> ASSIGNMENT 1
Please copy the part of the article on the job-program cuts that opens with the words containing "David Riley" and closes with "providers said Tuesday.".
> ASSIGNMENT 2
Continue the article on the job-program cuts from the point where it stops.

> TEXT PASSAGE
- Opening Delimiter -
Job-finding program on block

David Riley

State budget cuts will gut a program that helps hundreds of local people with severe mental illnesses learn job skills and get back into the work force, human service providers said Tuesday.

State officials plan to eliminate the $6.6 million Services for Employment and Education program, which serves about 2,000 people in Massachusetts, the agencies said.

That will slash job services for about 130 clients of the South Middlesex Opportunity Council, or SMOC, in MetroWest and Waltham, said Jeff Handler, the agency's director of behavioral health services.

"It's traumatic for everybody," he said.

Quincy-based Work Inc., one of the state's largest service providers for people with disabilities, will have to cut job programs for about 150 clients.

"It's a regressive public policy," President and CEO Jim Cassetta said. "This flies right in the face of the public policy statements that have been made by the administration."

Gov. Deval Patrick last week announced roughly $1 billion in budget cuts and spending controls to close a $1.4 billion budget deficit, according to the Associated Press. Service providers are dreading further cuts to Department of Mental Health programs.

Iris Carroll, director of Programs for People in Framingham, said Medicaid reimbursements for day treatment programs for mentally ill people also are at risk. That makes up about 70 percent of her agency's funding and would force it to close its doors to 108 clients, she said.

"We've already proved the value and absolute necessity of day treatment," Carroll said, recalling a similar cut under Gov. Mitt Romney that was ultimately reversed. "To have to prove it again seems outrageous."

Reducing Medicaid reimbursements for day treatment and other programs is under consideration, but still under review, said Jennifer Kritz, a spokeswoman for the Executive Office of Health and Human Services.

Cuts to the Services for Employment and Education program, however, are more final, she said. The state already sent notices to service providers that the program is being eliminated.

"We're working hard to minimize the impact on providers and our most vulnerable populations," Kritz said.

But service providers said the jobs program has been nationally recognized as a success in reintegrating mentally ill people into the workplace.

At SMOC, Handler said his agency's program helps people who generally have been in the Department of Mental Health system for some time, who may not have worked in years, to find and keep regular, competitive jobs.

"It's their job to get, keep and retain," he said. "It's their job to lose."
- Closing Delimiter -
> INFORMATION PROVIDED
- Opening Delimiter -
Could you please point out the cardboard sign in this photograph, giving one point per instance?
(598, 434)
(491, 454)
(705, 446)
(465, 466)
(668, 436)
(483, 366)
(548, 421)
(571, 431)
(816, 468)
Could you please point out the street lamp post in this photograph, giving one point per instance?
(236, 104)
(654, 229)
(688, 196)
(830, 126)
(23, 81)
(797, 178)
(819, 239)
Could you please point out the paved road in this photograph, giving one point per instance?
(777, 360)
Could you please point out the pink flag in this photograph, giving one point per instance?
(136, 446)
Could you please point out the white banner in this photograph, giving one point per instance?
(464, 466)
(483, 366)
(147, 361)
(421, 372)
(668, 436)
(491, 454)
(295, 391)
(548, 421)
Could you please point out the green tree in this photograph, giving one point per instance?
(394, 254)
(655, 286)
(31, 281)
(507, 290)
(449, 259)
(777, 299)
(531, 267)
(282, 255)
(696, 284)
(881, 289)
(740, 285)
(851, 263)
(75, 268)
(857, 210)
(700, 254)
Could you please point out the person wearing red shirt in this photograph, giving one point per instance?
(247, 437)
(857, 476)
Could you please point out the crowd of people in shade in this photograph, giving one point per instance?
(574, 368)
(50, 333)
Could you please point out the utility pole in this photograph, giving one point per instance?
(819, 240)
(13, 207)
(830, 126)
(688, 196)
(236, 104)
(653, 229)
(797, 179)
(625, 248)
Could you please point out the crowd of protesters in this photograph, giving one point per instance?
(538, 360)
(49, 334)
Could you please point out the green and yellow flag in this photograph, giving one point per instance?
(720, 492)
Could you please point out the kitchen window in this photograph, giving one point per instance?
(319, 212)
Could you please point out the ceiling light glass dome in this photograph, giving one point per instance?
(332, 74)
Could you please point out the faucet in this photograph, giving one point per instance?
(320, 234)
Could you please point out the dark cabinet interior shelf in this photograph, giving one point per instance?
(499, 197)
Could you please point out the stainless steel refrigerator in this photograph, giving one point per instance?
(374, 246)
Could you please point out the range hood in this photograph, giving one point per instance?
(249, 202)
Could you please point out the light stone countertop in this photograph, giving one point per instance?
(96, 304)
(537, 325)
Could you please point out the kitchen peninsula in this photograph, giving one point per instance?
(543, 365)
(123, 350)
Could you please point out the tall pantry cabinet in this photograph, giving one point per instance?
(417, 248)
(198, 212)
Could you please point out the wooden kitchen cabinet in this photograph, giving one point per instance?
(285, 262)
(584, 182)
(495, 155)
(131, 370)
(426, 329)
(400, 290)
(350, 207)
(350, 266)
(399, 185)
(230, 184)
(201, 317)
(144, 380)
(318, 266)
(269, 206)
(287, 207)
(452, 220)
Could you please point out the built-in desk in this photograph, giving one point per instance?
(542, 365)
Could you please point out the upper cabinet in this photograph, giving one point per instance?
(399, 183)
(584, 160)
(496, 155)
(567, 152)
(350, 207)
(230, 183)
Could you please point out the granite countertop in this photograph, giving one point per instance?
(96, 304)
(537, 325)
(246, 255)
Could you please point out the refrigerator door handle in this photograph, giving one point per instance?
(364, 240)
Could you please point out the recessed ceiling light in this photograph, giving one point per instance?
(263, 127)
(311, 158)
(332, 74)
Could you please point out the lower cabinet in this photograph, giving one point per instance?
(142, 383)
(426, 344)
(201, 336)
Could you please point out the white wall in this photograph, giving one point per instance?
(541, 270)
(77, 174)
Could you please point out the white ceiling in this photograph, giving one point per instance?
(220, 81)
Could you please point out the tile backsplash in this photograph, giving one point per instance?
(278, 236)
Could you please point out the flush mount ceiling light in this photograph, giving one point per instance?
- Closing Delimiter -
> RESPONSE 1
David Riley

State budget cuts will gut a program that helps hundreds of local people with severe mental illnesses learn job skills and get back into the work force, human service providers said Tuesday.

> RESPONSE 2
Staff help clients get education, acclimate to the work setting and provide other help to transition to employment, Handler said. Employment generally helps people who have struggled with mental illness to restore some normalcy to their lives and work independently in all types of positions, he said.

"People work two hours a week, they work 40 hours a week," Handler said. "People we never thought would work are able to find work and stick with it."

Cassetta said the program's elimination cuts one of the most vital tools to treating chronic mental illness - vocational training.

Many people with serious mental illnesses receive public assistance, but "once they get into a full-time job, dollar for dollar, those entitlements get reduced down to zero," he said.

"You're eliminating the only evidence-based practice ... ensuring those 2,000 people will either remain or go back on public assistance, which is going to cost the Commonwealth of Massachusetts," Cassetta said.

While Patrick vowed to protect the most vulnerable, Cassetta this cut fails to do so. He and other CEOs that handle Services for Employment and Education programs are pushing for its reversal. SMOC Director Jim Cuddy said the cut will make it harder for mentally ill people to adjust in their communities.

"It will stress out the system," Cuddy said.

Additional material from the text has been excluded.